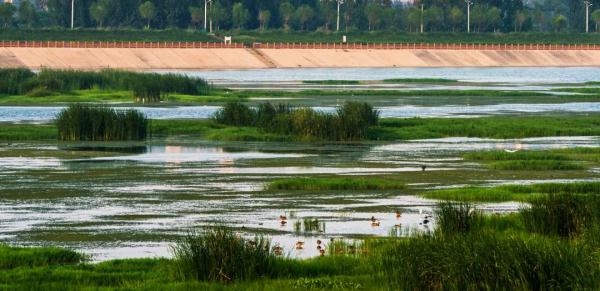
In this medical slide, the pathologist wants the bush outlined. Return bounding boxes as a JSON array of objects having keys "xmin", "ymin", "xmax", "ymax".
[
  {"xmin": 521, "ymin": 194, "xmax": 600, "ymax": 238},
  {"xmin": 173, "ymin": 227, "xmax": 275, "ymax": 282},
  {"xmin": 380, "ymin": 232, "xmax": 600, "ymax": 290},
  {"xmin": 213, "ymin": 102, "xmax": 379, "ymax": 141},
  {"xmin": 434, "ymin": 201, "xmax": 483, "ymax": 235},
  {"xmin": 55, "ymin": 104, "xmax": 149, "ymax": 141}
]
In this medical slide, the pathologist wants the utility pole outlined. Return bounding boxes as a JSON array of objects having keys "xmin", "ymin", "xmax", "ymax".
[
  {"xmin": 335, "ymin": 0, "xmax": 344, "ymax": 31},
  {"xmin": 204, "ymin": 0, "xmax": 212, "ymax": 32},
  {"xmin": 465, "ymin": 0, "xmax": 473, "ymax": 33},
  {"xmin": 71, "ymin": 0, "xmax": 75, "ymax": 29},
  {"xmin": 583, "ymin": 0, "xmax": 593, "ymax": 33},
  {"xmin": 421, "ymin": 2, "xmax": 424, "ymax": 33}
]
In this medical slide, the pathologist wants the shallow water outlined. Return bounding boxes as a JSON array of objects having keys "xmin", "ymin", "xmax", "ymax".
[
  {"xmin": 0, "ymin": 137, "xmax": 600, "ymax": 261},
  {"xmin": 0, "ymin": 101, "xmax": 600, "ymax": 122}
]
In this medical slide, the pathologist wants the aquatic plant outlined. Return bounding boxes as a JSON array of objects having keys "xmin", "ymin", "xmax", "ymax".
[
  {"xmin": 380, "ymin": 232, "xmax": 600, "ymax": 290},
  {"xmin": 213, "ymin": 102, "xmax": 379, "ymax": 141},
  {"xmin": 0, "ymin": 244, "xmax": 85, "ymax": 270},
  {"xmin": 55, "ymin": 104, "xmax": 149, "ymax": 141},
  {"xmin": 267, "ymin": 177, "xmax": 406, "ymax": 191},
  {"xmin": 520, "ymin": 193, "xmax": 600, "ymax": 238},
  {"xmin": 173, "ymin": 227, "xmax": 275, "ymax": 282},
  {"xmin": 433, "ymin": 201, "xmax": 483, "ymax": 235}
]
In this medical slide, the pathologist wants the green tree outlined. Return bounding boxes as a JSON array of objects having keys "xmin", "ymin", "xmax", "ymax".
[
  {"xmin": 279, "ymin": 2, "xmax": 294, "ymax": 30},
  {"xmin": 552, "ymin": 14, "xmax": 567, "ymax": 32},
  {"xmin": 296, "ymin": 4, "xmax": 315, "ymax": 30},
  {"xmin": 17, "ymin": 0, "xmax": 37, "ymax": 28},
  {"xmin": 258, "ymin": 10, "xmax": 271, "ymax": 30},
  {"xmin": 90, "ymin": 0, "xmax": 111, "ymax": 27},
  {"xmin": 365, "ymin": 1, "xmax": 383, "ymax": 31},
  {"xmin": 448, "ymin": 6, "xmax": 465, "ymax": 32},
  {"xmin": 591, "ymin": 9, "xmax": 600, "ymax": 31},
  {"xmin": 138, "ymin": 1, "xmax": 156, "ymax": 29},
  {"xmin": 0, "ymin": 3, "xmax": 17, "ymax": 28},
  {"xmin": 188, "ymin": 6, "xmax": 204, "ymax": 28},
  {"xmin": 231, "ymin": 2, "xmax": 250, "ymax": 28}
]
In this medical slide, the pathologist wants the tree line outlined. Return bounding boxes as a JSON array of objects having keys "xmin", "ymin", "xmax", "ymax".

***

### EXERCISE DESCRIPTION
Locate each line in the entries above that contains the word "tree", treating uppercase and lowercase as different, and copy those lines out.

### ANSWER FOR THE TASK
In this medical slide, the pathologist wants the green tree outlined. Return bounding boxes as a JSON array of objects having keys "xmin", "ymin", "xmax", "ymax".
In this medical slide, the pathologist wants the tree line outlined. Return bounding boxes as a JSON array of objects having keys "xmin", "ymin", "xmax", "ymax".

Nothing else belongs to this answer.